## EXERCISE INPUT
╔══

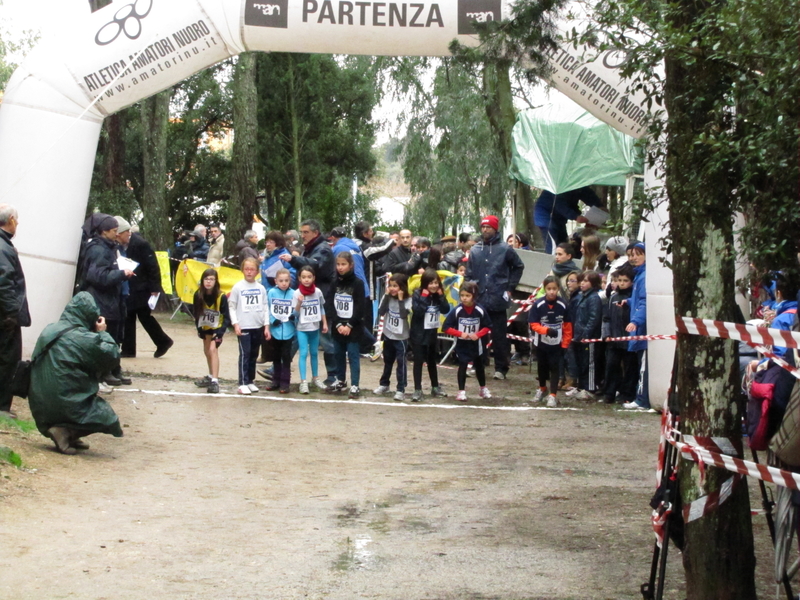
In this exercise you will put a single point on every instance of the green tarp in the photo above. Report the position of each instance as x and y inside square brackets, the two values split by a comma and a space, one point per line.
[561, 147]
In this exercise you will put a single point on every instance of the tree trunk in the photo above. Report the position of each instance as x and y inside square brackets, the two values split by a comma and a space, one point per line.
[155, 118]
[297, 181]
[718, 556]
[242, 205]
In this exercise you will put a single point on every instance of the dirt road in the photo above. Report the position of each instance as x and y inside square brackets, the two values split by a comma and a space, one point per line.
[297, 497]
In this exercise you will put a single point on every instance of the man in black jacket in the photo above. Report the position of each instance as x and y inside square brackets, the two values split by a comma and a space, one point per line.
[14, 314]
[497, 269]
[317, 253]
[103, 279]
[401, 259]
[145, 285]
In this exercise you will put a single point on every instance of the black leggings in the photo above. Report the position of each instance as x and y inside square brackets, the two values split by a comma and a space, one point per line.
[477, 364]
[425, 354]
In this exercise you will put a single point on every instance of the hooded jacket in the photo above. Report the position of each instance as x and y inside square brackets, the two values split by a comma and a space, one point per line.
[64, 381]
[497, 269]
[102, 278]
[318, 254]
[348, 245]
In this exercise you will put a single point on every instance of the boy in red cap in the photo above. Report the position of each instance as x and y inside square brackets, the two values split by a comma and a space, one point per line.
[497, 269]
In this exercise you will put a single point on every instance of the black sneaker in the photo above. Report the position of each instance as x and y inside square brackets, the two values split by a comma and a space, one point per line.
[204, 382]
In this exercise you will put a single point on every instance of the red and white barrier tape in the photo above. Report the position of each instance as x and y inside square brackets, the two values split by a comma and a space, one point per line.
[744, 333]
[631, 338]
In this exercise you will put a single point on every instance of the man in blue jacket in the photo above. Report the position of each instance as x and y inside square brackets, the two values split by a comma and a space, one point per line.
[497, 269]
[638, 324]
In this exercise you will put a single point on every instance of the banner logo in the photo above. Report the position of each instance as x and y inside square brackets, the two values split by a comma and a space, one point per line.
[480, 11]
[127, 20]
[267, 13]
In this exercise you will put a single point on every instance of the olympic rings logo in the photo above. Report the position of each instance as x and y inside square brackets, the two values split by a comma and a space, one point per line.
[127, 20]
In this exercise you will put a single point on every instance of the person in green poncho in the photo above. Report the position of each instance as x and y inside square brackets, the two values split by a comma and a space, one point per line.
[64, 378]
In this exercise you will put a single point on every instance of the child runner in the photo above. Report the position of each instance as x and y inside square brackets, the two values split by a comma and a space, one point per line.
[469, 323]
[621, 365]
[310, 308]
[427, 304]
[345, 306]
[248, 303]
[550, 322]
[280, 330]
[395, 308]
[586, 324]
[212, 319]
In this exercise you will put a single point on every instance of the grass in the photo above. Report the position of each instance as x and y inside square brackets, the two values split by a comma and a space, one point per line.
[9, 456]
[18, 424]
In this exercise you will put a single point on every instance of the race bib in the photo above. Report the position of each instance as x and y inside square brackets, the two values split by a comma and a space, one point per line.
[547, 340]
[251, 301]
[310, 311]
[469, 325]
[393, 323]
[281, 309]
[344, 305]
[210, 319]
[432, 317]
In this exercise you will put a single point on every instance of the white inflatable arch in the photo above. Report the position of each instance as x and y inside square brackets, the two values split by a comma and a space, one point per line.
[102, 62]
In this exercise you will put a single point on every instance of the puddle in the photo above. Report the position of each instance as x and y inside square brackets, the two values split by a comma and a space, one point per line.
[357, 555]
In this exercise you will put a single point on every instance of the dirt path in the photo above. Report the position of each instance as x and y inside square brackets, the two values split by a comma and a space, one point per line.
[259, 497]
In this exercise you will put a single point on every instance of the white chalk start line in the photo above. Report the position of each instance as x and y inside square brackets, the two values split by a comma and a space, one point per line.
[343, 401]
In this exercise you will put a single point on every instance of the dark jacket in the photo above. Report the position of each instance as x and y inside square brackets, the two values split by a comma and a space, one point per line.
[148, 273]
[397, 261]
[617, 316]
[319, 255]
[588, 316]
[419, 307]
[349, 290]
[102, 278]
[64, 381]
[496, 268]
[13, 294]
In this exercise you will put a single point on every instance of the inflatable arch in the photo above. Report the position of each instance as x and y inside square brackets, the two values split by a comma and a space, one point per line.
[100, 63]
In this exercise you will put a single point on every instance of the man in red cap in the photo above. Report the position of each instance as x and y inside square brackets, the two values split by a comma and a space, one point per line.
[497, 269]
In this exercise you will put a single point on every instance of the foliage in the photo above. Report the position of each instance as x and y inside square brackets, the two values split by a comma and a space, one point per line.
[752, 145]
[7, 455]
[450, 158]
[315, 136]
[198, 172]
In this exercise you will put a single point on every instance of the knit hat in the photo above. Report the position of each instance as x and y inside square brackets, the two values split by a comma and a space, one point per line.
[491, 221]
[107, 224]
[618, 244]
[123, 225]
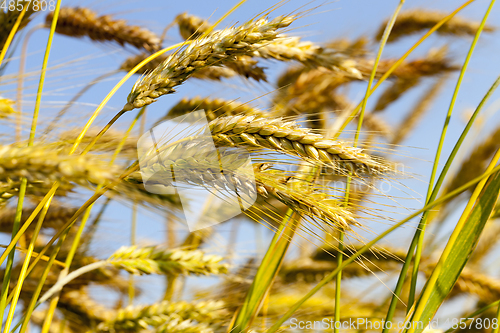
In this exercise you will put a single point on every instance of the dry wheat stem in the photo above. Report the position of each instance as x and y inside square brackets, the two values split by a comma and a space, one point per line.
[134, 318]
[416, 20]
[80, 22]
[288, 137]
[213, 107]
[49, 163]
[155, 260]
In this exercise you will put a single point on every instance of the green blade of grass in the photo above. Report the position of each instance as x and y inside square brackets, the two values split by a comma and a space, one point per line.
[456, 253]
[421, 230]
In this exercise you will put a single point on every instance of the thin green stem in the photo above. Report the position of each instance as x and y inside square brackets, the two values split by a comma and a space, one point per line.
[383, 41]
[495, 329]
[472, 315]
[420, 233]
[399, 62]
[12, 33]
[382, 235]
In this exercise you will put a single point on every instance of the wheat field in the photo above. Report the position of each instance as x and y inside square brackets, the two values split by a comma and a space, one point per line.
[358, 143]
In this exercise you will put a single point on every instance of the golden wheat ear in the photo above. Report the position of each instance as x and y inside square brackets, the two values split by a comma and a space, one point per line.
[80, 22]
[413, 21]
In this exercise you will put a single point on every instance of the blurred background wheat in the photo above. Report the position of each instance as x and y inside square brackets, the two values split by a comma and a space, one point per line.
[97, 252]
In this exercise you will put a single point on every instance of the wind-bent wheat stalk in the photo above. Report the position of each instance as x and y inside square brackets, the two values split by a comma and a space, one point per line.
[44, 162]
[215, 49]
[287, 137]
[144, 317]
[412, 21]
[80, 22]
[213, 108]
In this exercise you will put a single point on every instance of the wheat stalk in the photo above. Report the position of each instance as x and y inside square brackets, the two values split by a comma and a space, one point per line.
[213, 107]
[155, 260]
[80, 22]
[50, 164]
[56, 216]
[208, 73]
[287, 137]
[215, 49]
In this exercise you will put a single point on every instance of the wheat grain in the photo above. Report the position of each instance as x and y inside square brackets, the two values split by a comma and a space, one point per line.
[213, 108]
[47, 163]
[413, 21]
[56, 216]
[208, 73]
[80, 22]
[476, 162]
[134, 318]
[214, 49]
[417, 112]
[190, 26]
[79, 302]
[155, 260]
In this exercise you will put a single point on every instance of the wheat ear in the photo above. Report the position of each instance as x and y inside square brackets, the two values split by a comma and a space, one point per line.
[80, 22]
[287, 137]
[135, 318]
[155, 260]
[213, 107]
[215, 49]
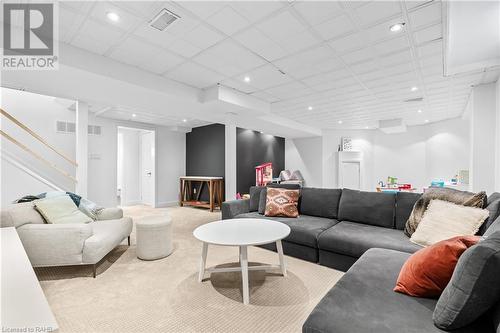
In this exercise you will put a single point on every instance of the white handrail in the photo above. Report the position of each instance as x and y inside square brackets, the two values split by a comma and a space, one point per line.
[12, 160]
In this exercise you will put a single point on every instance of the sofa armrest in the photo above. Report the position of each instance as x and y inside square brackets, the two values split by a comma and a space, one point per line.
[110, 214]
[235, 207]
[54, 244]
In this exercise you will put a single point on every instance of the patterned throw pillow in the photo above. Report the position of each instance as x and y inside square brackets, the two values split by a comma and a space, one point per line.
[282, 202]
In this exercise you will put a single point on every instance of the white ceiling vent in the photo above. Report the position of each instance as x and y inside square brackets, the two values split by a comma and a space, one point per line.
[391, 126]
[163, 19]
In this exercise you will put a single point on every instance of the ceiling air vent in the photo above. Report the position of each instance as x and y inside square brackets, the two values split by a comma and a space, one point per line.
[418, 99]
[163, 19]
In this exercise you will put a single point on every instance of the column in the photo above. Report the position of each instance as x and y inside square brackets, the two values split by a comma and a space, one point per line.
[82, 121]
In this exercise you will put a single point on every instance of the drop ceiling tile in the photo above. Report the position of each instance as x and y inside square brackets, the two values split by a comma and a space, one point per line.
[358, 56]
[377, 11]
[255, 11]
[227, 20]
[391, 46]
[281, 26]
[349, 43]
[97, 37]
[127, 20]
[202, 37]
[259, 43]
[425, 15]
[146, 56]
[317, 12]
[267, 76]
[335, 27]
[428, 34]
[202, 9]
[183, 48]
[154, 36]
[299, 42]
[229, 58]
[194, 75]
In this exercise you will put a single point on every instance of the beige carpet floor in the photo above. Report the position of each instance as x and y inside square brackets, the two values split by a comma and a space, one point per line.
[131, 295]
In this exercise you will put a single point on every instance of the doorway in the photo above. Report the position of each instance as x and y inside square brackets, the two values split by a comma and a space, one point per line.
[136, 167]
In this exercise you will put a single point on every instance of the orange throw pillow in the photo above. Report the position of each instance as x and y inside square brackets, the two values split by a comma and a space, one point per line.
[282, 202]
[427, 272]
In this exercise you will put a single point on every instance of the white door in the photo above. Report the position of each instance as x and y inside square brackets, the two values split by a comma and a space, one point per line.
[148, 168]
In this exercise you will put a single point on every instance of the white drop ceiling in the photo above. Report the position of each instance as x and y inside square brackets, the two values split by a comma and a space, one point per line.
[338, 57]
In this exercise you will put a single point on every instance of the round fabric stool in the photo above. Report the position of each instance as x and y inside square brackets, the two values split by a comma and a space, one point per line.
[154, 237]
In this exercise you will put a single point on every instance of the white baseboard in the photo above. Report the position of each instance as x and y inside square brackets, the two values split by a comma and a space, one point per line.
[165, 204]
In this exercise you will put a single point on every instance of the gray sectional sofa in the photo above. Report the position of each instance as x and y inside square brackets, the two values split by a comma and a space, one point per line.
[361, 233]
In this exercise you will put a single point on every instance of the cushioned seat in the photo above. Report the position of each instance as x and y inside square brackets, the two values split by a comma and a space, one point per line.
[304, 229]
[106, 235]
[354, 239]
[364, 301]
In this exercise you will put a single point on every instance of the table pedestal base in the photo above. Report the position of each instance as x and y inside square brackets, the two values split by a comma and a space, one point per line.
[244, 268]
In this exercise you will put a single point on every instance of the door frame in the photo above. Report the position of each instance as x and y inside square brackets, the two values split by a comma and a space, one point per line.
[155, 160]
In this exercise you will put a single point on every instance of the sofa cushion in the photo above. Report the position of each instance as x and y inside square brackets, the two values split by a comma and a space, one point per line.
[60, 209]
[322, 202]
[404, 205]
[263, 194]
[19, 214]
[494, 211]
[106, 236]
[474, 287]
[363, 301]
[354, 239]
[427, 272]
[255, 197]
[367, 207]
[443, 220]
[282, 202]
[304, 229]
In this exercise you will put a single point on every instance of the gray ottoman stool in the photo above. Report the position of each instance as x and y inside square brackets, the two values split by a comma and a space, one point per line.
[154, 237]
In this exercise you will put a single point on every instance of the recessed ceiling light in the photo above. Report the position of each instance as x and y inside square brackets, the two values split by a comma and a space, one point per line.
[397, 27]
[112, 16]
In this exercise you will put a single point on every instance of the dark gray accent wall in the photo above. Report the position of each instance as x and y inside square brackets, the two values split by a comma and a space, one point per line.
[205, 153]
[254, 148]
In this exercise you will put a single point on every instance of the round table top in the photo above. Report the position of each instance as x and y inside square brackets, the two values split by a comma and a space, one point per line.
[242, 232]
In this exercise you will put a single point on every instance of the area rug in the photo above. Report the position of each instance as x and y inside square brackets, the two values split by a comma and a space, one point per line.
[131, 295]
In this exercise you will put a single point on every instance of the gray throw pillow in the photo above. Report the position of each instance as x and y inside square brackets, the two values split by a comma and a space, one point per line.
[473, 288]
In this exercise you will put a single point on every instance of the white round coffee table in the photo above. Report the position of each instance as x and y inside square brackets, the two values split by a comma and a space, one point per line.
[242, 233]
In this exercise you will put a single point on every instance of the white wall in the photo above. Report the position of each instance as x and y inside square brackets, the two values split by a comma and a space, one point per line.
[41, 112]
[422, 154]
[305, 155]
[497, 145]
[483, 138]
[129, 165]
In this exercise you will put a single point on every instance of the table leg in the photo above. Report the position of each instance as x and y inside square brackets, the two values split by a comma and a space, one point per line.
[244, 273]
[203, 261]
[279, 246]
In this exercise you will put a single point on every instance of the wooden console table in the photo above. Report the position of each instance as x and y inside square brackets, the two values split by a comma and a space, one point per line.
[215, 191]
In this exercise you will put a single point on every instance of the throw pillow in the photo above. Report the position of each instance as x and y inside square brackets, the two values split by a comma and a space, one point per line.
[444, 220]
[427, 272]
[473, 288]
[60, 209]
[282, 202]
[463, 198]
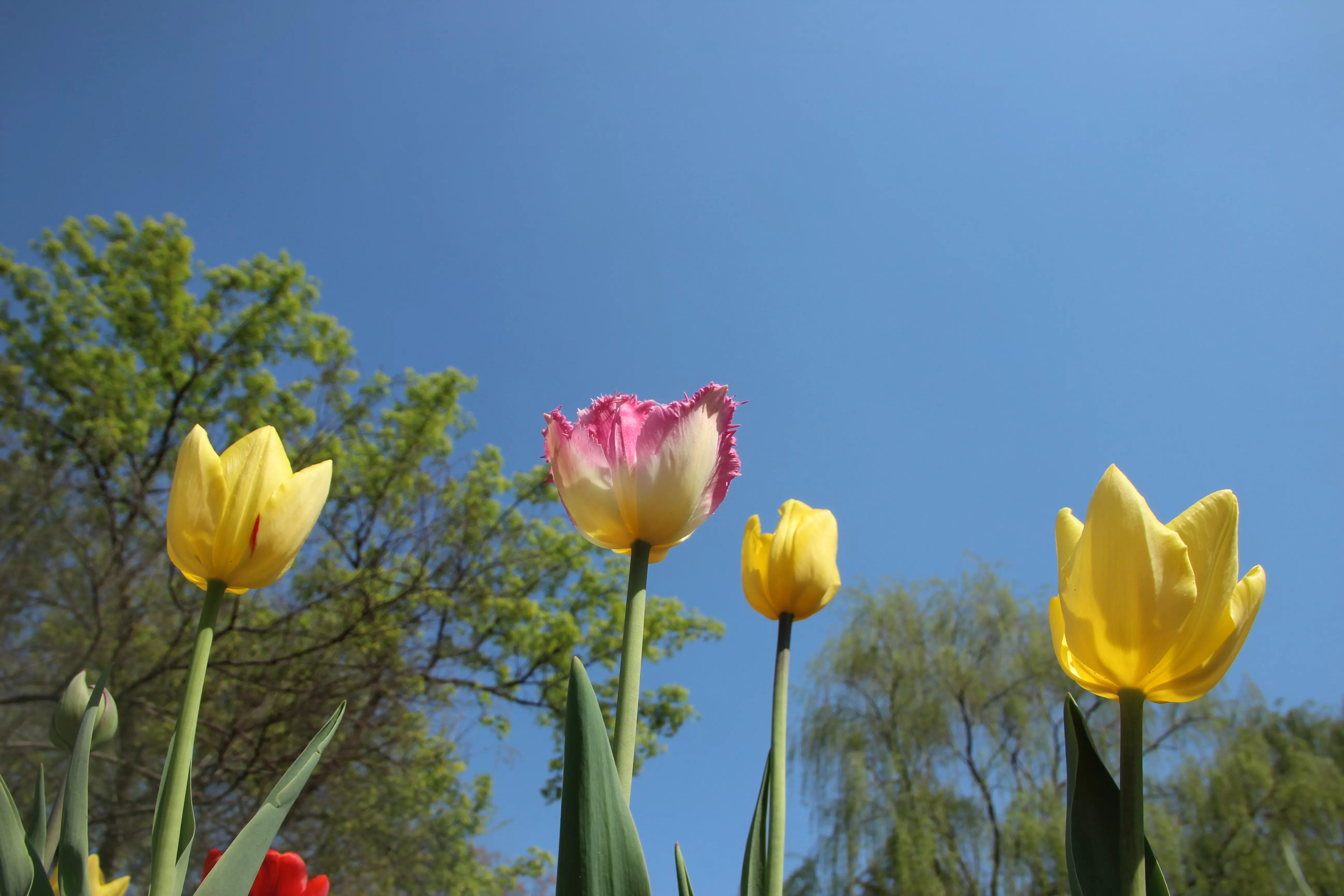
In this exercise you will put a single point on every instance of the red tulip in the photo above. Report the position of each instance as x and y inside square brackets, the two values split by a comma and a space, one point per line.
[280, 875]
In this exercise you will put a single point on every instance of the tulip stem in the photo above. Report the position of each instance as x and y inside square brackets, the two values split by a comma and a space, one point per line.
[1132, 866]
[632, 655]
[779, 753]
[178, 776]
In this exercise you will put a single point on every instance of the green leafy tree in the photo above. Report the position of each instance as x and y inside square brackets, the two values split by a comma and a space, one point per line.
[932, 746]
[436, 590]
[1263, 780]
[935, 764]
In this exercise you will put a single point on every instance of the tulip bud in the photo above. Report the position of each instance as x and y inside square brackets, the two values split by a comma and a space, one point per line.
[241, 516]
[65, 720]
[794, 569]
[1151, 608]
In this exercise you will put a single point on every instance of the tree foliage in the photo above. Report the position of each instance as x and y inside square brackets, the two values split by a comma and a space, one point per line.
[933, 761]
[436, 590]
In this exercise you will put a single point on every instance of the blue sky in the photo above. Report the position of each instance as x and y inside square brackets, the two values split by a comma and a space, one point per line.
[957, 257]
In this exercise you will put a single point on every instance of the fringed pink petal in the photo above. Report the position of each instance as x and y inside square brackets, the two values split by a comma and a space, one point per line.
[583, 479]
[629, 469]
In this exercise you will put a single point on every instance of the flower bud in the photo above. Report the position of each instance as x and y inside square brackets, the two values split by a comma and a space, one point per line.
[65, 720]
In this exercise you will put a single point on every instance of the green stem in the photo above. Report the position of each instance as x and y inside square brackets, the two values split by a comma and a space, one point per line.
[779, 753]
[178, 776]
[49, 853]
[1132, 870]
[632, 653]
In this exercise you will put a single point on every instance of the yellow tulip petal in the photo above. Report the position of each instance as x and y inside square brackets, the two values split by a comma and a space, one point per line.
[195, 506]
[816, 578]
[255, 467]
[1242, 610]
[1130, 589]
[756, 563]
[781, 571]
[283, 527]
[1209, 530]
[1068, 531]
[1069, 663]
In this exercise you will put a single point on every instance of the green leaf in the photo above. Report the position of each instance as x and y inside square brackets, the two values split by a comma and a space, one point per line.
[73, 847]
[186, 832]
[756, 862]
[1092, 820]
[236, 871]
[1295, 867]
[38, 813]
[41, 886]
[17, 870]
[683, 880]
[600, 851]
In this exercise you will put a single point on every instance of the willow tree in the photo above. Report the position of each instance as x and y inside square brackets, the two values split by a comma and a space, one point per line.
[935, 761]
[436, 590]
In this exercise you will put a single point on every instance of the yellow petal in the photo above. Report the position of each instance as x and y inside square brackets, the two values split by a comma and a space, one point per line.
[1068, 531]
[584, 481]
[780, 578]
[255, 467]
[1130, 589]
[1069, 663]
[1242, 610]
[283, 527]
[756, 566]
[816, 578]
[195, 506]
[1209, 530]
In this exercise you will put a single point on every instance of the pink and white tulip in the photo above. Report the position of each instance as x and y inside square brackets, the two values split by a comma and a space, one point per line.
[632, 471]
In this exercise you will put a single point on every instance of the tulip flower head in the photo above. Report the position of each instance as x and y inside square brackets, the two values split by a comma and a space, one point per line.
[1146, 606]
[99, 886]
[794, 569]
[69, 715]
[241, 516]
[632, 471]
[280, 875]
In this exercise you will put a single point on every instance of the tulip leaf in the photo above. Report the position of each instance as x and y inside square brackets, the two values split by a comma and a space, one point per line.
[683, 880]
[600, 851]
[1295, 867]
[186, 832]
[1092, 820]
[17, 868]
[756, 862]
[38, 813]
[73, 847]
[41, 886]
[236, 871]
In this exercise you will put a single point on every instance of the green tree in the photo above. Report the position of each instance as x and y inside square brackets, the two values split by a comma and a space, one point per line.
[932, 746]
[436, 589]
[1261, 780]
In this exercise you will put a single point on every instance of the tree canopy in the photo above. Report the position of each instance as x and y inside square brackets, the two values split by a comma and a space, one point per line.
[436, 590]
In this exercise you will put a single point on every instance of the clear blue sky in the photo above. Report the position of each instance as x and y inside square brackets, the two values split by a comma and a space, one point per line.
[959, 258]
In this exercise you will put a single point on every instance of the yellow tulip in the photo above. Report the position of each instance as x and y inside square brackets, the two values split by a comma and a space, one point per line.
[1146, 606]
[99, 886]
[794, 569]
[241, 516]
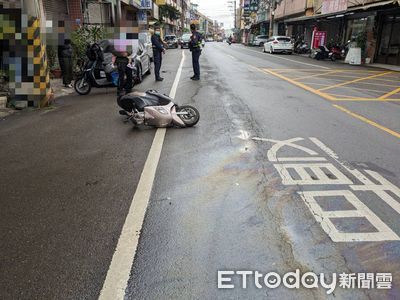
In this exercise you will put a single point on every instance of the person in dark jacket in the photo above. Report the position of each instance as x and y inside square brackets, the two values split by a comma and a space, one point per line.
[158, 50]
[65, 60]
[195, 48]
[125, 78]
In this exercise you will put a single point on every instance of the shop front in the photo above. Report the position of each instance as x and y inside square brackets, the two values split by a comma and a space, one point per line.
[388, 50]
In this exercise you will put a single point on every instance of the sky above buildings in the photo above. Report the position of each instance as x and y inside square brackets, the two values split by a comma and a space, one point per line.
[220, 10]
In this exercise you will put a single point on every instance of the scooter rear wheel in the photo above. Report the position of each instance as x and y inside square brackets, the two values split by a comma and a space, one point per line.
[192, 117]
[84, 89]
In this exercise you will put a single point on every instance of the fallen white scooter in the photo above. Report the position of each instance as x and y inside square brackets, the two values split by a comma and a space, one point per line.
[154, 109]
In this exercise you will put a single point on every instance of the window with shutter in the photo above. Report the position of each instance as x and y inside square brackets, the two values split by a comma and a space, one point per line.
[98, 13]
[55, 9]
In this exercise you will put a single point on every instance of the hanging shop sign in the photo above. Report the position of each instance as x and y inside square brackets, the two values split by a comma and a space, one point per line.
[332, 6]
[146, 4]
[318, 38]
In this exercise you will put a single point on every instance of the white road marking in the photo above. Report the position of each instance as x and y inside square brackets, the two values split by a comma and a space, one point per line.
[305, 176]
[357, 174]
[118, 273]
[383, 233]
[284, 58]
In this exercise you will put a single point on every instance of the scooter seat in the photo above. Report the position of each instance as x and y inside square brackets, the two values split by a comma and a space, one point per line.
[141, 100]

╚══

## REQUEST
Reproduce the listing above exactly from the line containing "the sky above" through its last line, with both of those lines included.

## OUTPUT OF THE EXERCISE
In this exercise you will put a single point on every instance of the sky above buildings in the photo above. Report the position of each instance as x and y inside square brackets, the two values split by a comma and a space, one point per line.
[220, 10]
In this exercise you will put a single point on every instance of the scooter rear wheel in the photo above. Report the position of each instance as x and y inside square brackets, the two values split by a comma and a space, one point per line.
[192, 117]
[84, 89]
In this exercise you will put a single point on every instance of the fallen white scooter in the photo above. Report the position of each instance as x and y inside square brackets, the two values split by a comma and a space, one point per line.
[154, 109]
In this exercise you will put a single point on every instance of the window with shutter in the photo above. Report the position of each instance as x and y inside square brackets, the two values split by a comma and a space, one point per line.
[98, 13]
[55, 9]
In this exercise you will put a single point on every instance of the hanging shop sign in the photo above. Report the position of each instance as x and y inside square brackets, the two values split by a comma and a space, one point per line.
[332, 6]
[146, 4]
[318, 38]
In this exercise you will put a single point on every instance of the white road marking in the photo above. Report the position of each instance as x and y inside square brackets, the two values split by a comma and a space, one point per line.
[305, 176]
[357, 174]
[118, 273]
[383, 233]
[284, 58]
In this exercise you will put a single point on every instance of the scooter seat in the photo above. Report the position of each instance as x and y inside square brackets, the two values split by a comma and a space, one point per line.
[141, 100]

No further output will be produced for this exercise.